[Stored records]
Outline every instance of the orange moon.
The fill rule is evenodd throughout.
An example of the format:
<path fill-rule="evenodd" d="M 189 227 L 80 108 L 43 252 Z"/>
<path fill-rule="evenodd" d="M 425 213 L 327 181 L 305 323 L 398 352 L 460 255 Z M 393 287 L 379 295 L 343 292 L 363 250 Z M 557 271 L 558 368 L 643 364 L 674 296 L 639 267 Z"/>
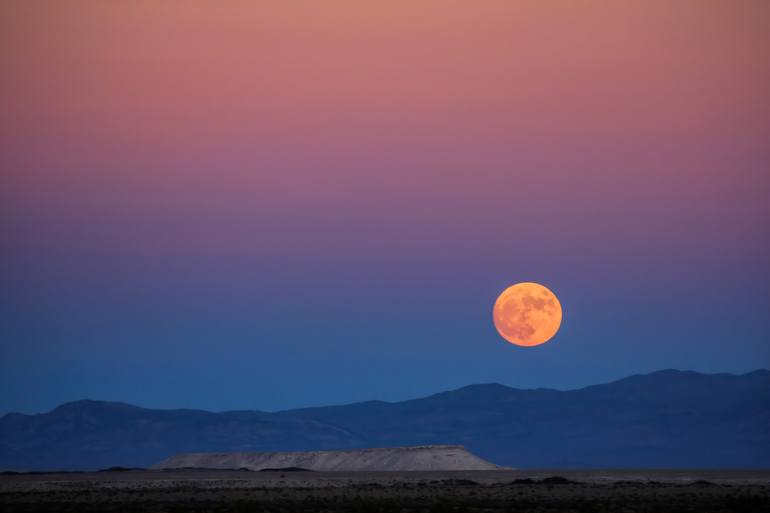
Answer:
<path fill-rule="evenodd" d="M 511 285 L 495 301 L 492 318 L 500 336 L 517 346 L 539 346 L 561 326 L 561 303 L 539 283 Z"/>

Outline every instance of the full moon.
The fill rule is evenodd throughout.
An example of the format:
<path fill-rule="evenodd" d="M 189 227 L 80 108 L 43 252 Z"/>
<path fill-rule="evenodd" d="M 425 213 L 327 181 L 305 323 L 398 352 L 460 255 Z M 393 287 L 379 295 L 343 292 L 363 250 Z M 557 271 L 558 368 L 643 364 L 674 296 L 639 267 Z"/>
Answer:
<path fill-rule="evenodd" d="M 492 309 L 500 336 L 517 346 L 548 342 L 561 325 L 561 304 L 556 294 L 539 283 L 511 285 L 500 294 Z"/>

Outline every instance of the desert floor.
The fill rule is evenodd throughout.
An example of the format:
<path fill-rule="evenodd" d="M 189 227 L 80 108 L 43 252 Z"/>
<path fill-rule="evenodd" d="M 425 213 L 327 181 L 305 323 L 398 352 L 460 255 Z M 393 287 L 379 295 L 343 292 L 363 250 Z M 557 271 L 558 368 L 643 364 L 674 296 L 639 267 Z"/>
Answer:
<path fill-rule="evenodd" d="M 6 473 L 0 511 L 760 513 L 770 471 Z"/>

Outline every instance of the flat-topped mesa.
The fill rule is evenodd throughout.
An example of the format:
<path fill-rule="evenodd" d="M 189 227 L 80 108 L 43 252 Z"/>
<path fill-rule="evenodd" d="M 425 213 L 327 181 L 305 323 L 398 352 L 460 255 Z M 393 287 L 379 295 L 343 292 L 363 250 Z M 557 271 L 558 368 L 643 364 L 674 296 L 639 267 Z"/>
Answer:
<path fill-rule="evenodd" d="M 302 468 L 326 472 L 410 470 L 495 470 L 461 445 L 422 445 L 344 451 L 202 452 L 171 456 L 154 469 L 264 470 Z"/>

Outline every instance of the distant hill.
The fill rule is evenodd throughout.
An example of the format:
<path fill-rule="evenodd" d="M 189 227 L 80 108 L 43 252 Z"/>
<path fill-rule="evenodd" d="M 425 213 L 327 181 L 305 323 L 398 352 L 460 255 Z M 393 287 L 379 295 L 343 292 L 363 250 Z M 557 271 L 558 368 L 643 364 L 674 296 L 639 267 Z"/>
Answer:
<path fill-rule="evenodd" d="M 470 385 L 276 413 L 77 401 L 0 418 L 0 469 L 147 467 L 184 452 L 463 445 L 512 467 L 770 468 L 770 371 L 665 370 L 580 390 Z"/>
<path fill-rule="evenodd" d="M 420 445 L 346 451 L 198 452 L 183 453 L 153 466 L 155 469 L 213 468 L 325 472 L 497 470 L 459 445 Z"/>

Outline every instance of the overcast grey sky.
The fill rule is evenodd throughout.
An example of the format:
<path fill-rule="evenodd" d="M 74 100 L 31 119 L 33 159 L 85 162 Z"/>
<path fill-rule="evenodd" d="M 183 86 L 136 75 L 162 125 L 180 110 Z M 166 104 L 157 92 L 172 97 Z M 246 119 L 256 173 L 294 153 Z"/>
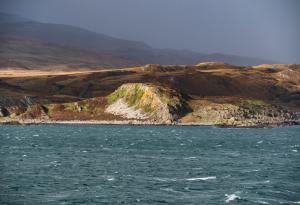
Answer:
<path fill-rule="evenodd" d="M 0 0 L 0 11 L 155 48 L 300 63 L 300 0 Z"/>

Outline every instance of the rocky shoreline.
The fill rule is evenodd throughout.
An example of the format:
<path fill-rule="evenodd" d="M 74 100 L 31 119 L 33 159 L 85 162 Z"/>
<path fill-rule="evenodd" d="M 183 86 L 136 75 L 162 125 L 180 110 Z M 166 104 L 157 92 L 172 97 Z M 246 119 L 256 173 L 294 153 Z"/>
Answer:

▶ _Problem to work on_
When copying the records above, please match them exactly but leave out all pictures.

▶ _Result for this exercise_
Outline every instance of the orange moon.
The fill rule is evenodd throughout.
An example of the format:
<path fill-rule="evenodd" d="M 189 227 L 80 108 L 43 252 Z"/>
<path fill-rule="evenodd" d="M 425 213 L 327 181 L 305 323 L 398 352 L 460 255 Z M 393 287 L 379 295 L 343 292 L 363 250 Z M 557 271 L 558 368 L 643 364 L 674 296 L 639 267 Z"/>
Answer:
<path fill-rule="evenodd" d="M 511 285 L 495 301 L 492 318 L 500 336 L 517 346 L 539 346 L 561 326 L 561 303 L 539 283 Z"/>

Outline every instance of the full moon.
The fill rule is evenodd throughout.
An example of the format:
<path fill-rule="evenodd" d="M 189 227 L 80 108 L 43 252 Z"/>
<path fill-rule="evenodd" d="M 425 213 L 327 181 L 305 323 L 398 352 L 460 255 Z M 393 287 L 379 295 L 343 292 L 363 250 Z M 557 271 L 558 368 L 643 364 L 674 296 L 639 267 Z"/>
Answer:
<path fill-rule="evenodd" d="M 492 309 L 500 336 L 517 346 L 548 342 L 561 325 L 561 304 L 556 294 L 539 283 L 511 285 L 500 294 Z"/>

Outline every instance of the desert floor.
The fill rule is evenodd throughout.
An example of the format:
<path fill-rule="evenodd" d="M 189 227 L 80 108 L 43 252 Z"/>
<path fill-rule="evenodd" d="M 425 213 L 327 181 L 305 323 L 398 352 L 460 255 Z M 393 287 L 379 295 L 343 292 L 363 250 Z M 557 271 L 558 368 L 643 364 L 674 296 L 639 267 Z"/>
Answer:
<path fill-rule="evenodd" d="M 6 473 L 0 511 L 760 513 L 770 471 Z"/>

Outline every instance of the flat-topped mesa.
The fill rule is evenodd throughout.
An example of the format:
<path fill-rule="evenodd" d="M 189 227 L 80 108 L 43 252 Z"/>
<path fill-rule="evenodd" d="M 425 213 L 327 181 L 305 323 L 398 352 L 460 255 Z M 393 287 L 379 295 L 343 292 L 363 250 Z M 557 271 L 558 368 L 643 364 L 674 296 L 639 267 Z"/>
Answer:
<path fill-rule="evenodd" d="M 302 468 L 326 472 L 410 470 L 495 470 L 461 445 L 422 445 L 344 451 L 202 452 L 171 456 L 154 469 L 264 470 Z"/>

Outline every instance of the distant hill.
The fill rule is evenodd throughout.
An example of the format:
<path fill-rule="evenodd" d="M 189 227 L 80 108 L 43 252 Z"/>
<path fill-rule="evenodd" d="M 425 213 L 327 181 L 305 323 L 398 352 L 460 255 Z M 393 287 L 379 295 L 343 292 L 363 250 Z M 557 271 L 558 368 L 643 364 L 674 296 L 639 267 Z"/>
Answer:
<path fill-rule="evenodd" d="M 470 385 L 276 413 L 77 401 L 0 418 L 0 469 L 147 467 L 184 452 L 463 445 L 512 467 L 770 468 L 770 371 L 665 370 L 580 390 Z"/>
<path fill-rule="evenodd" d="M 420 445 L 346 451 L 198 452 L 183 453 L 153 466 L 155 469 L 213 468 L 325 472 L 497 470 L 459 445 Z"/>

Outline every instance of the overcast grey sky.
The fill rule is evenodd throughout.
An example of the format:
<path fill-rule="evenodd" d="M 74 100 L 31 119 L 33 159 L 85 162 Z"/>
<path fill-rule="evenodd" d="M 183 86 L 136 75 L 162 125 L 180 110 Z M 166 104 L 157 92 L 172 97 Z M 246 119 L 256 173 L 294 153 Z"/>
Answer:
<path fill-rule="evenodd" d="M 0 0 L 0 11 L 155 48 L 300 63 L 300 0 Z"/>

Outline every instance of the rocky shoreline.
The fill rule is evenodd throughout.
An example of the format:
<path fill-rule="evenodd" d="M 74 100 L 31 119 L 33 159 L 85 162 Z"/>
<path fill-rule="evenodd" d="M 183 86 L 136 75 L 162 125 L 180 110 Z M 166 104 L 157 92 L 172 97 Z M 246 119 L 256 173 L 294 153 Z"/>
Answer:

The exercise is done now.